Regulação da mídia: de volta ao passado

 Para muitos de nós que participamos dos movimentos civis a favor da democratização das comunicações antes mesmo do processo Constituinte, retornar aos temas anteriores à Constituição de 1988 tem um desconfortável sentimento de déjà vu.

O ministro Paulo Bernardo, em audiência pública da Comissão de Ciência e Tecnologia, Comunicação e Informática (CCTC&I) da Câmara dos Deputados, realizada no dia 6 de março de 2011, afirmou que o projeto para um marco regulatório das comunicações "se centrará em modernizar a legislação defasada e regulamentar os artigos da Constituição que tratam da comunicação" [ver aqui matéria da Agência Câmara].

A lembrança da afirmação do ministro das Comunicações, oito meses atrás, vem a propósito de proposta que está sendo feita pelo ex-ministro da SECOM-PR, Franklin Martins. Em seminário promovido pela AJURIS, em Porto Alegre [3 de novembro] e no seminário do Partido dos Trabalhadores em São Paulo [25 de novembro], ele reiterou: “Podemos construir um terreno comum para o debate do marco regulatório das comunicações no Brasil: a Constituição Federal. Podemos assumir o compromisso de não aprovar nenhuma regra que fira a Constituição e de não deixar de cumprir nenhum preceito constitucional. Nada aquém, nem nada além da Constituição” [cf. http://www.cartamaior.com.br/templates/materiaMostrar.cfm?materia_id=18897].

Celebrando a CF88 como portadora de princípios e normas que, por óbvio, deveriam já estar sendo cumpridos, se pensarmos em perspectiva histórica, não deixa de ser emblemático da situação em que nos encontramos que princípios e normas promulgados há mais de 23 anos e, na sua maioria, não regulados – sejam ainda objeto de proposta para se constituir “no terreno comum” para um marco regulatório das comunicações. 

Não deveríamos estar hoje em outro patamar, tratando de regular as transformações tecnológicas e suas imensas implicações para o setor nas últimas décadas?

O tamanho do atraso
Quando do pronunciamento do Ministro Paulo Bernardo na CCTC&I, em artigo publicado no Observatório da Imprensa nº 637, comentei: “regulamentar os artigos da Constituição já seria um avanço importante (…) o atraso do Brasil no que se refere à regulação do setor de comunicações continua extraordinário. Tanto é verdade que apenas a regulação de normas e princípios que estão na Constituição há mais de vinte e dois anos já significaria um avanço importante” [cf. http://www.observatoriodaimprensa.com.br/news/view/mais_de_duas_decadas_depois].

########

◆ **Exercícios propostos**:
1. Responda com base no texto sobre a regulação da mídia:
(a) Em que data ocorreu a audiência pública da CCTC&I em que o ministro Paulo Bernardo se pronunciou?
(b) Em que cidade foi realizado o seminário promovido pela AJURIS?
(c) Em qual número do Observatório da Imprensa saiu o artigo mencionado na seção "O tamanho do atraso"?
2. Transcreva sem alterações o trecho do texto sobre a regulação da mídia entre "Para muitos de" e "de déjà vu.", inclusive.
3. Dê continuidade ao texto sobre a regulação da mídia a partir de sua última frase.

########

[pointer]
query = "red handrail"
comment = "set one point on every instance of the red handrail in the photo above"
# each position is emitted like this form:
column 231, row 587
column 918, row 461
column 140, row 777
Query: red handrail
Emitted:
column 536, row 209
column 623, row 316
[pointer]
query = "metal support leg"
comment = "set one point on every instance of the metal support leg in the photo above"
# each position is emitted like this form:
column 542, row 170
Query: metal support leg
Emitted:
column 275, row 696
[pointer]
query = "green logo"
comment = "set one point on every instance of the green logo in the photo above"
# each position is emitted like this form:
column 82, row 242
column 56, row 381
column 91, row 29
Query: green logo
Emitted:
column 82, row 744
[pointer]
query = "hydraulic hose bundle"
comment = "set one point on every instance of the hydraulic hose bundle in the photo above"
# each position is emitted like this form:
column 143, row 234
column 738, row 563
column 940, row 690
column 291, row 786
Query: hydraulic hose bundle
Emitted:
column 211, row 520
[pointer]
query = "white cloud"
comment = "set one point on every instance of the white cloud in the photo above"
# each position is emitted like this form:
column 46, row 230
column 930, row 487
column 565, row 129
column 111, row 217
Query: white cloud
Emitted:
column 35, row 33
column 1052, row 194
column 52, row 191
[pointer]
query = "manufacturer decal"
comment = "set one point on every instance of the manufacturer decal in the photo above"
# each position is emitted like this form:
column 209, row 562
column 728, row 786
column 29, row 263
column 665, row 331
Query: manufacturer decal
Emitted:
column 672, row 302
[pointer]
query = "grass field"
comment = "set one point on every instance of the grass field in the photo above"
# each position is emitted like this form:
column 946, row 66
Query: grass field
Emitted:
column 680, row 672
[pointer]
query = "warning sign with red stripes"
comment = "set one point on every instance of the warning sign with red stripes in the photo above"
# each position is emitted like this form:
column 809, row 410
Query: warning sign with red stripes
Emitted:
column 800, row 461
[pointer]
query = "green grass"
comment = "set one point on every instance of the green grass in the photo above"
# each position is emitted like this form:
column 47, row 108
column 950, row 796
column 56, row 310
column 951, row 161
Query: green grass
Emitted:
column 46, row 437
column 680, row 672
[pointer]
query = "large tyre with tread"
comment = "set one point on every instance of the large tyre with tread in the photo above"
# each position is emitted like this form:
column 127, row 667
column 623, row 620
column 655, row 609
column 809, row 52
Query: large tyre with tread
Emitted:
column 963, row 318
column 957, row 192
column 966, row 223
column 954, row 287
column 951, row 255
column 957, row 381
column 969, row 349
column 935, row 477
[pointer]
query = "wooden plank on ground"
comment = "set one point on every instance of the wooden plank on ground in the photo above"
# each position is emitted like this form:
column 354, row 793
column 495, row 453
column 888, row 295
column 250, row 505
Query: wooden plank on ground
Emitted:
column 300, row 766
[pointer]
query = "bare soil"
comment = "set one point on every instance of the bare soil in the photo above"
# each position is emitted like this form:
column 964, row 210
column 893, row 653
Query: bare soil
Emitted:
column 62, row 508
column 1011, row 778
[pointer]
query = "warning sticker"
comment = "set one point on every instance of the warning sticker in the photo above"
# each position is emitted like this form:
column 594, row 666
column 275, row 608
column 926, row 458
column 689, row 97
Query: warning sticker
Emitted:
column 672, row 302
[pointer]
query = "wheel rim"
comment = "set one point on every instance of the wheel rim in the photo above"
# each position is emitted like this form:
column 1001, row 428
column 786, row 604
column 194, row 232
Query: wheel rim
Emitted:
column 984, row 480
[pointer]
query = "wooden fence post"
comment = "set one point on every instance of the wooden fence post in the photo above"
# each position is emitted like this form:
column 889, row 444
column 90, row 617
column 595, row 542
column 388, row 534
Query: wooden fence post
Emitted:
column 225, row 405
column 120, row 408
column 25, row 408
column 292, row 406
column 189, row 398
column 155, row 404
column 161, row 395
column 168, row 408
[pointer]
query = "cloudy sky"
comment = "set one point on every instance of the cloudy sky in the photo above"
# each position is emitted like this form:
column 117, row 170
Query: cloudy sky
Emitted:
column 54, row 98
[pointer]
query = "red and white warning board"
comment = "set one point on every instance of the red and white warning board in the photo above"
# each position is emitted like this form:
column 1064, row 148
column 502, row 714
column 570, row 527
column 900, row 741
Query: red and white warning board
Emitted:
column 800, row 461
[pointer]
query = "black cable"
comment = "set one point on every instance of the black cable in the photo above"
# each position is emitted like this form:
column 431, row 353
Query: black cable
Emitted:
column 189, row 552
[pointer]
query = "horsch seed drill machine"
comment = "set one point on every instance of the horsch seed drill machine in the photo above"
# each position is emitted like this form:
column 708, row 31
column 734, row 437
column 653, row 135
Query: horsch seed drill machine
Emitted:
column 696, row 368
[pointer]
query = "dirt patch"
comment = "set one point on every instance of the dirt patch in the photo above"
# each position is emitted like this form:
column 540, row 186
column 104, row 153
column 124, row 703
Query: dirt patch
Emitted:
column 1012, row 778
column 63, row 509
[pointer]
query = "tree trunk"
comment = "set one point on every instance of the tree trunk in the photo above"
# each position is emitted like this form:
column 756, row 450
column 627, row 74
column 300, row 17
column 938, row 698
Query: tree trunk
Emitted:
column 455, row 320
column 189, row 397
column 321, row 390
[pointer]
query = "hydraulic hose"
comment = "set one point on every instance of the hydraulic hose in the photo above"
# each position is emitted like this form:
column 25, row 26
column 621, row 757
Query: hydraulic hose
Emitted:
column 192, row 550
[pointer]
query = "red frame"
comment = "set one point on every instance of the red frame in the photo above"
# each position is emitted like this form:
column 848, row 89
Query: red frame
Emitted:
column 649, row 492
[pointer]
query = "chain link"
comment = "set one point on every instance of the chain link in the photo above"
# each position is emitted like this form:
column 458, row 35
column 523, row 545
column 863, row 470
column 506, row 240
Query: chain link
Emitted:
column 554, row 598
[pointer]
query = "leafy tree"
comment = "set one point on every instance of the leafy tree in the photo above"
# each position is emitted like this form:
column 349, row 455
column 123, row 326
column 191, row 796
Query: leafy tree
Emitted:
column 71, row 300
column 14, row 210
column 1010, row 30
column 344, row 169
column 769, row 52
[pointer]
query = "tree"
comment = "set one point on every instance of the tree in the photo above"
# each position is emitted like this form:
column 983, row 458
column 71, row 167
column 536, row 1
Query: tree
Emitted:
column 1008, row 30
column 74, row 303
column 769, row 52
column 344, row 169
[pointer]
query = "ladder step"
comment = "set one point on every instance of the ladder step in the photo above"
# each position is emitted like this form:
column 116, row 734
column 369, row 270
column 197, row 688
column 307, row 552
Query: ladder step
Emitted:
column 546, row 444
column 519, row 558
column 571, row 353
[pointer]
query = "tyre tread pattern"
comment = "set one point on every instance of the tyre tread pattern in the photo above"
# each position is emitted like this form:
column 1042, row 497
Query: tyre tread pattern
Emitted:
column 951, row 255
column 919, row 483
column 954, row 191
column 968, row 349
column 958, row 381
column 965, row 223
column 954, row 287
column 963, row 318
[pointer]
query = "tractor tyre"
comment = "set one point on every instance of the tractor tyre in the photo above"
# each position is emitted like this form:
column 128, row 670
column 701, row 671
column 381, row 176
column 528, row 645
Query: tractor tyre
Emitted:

########

◆ **Respostas escritas**:
1.
(a) Em 6 de março de 2011.
(b) Em Porto Alegre.
(c) No nº 637.

2.
Para muitos de nós que participamos dos movimentos civis a favor da democratização das comunicações antes mesmo do processo Constituinte, retornar aos temas anteriores à Constituição de 1988 tem um desconfortável sentimento de déjà vu.

3.
Não se pode esquecer que as normas e princípios que estão na CF88 foram resultado de um dificílimo embate entre os interesses em avançar na democratização do setor e aqueles que, àquela época e ainda hoje, defendem o status quo legal. Tanto isso é verdade que, na Constituinte, a Comissão onde estava o tema da comunicação foi a única que não chegou a ter um relatório final. Os acertos para a redação do capítulo V (do Título VIII) – Da Comunicação Social – foram feitos já no âmbito da comissão de sistematização. 

Além disso, o que finalmente se conseguiu inscrever na CF88 em termos de avanço para a área, resultou de anos de articulação da sociedade civil em torno de bandeiras concretizadas através de Emendas Populares e pressão diuturna durante todo o processo constituinte. Nada veio de graça [http://www.observatoriodaimprensa.com.br/news/view/a_comunicacao_na_constituinte_de_8788].

Existe “consenso” em torno da CF88?

A CF88 seria hoje aceita como um “terreno comum” pelos atores que tem sido determinantes na formulação das políticas públicas para o setor de comunicações?

O que tem acontecido em relação aos princípios e normas constitucionais nos últimos 23 anos?

(1) A maioria das normas e princípios referentes às comunicações que estão na CF88 não foram regulamentadas [cf. http://www.observatoriodaimprensa.com.br/news/view/a_comunicacao_tem_algo_a_comemorar]. A situação é tão grave que, desde novembro de 2010, está no Supremo Tribunal Federal uma Ação Direta de Inconstitucionalidade por Omissão (AD0) pedindo que se declare “a omissão inconstitucional” do Congresso Nacional [cf. http://www.observatoriodaimprensa.com.br/news/view/tres_boas_noticias].

(2) O artigo 222 foi alterado em momento de crise dos grandes grupos de mídia para atender a seus interesses, isto é, permitir a entrada de capital estrangeiro em até 30% na propriedade de empresa jornalística e de radiodifusão (EC n. 36/2002).

(3) Dispositivos regulamentados não são cumpridos. É o caso do artigo 224 que prevê a criação do Conselho de Comunicação Social como órgão auxiliar do Congresso Nacional, regulamentado por lei em 1991 e que não vem sendo cumprido há mais de cinco anos [cf. http://www.observatoriodaimprensa.com.br/news/view/cinco_anos_de_ilegalidade].

(4) Dispositivos regulamentados são considerados – pasme-se – “inconstitucionais”. O exemplo emblemático é a “classificação indicativa”.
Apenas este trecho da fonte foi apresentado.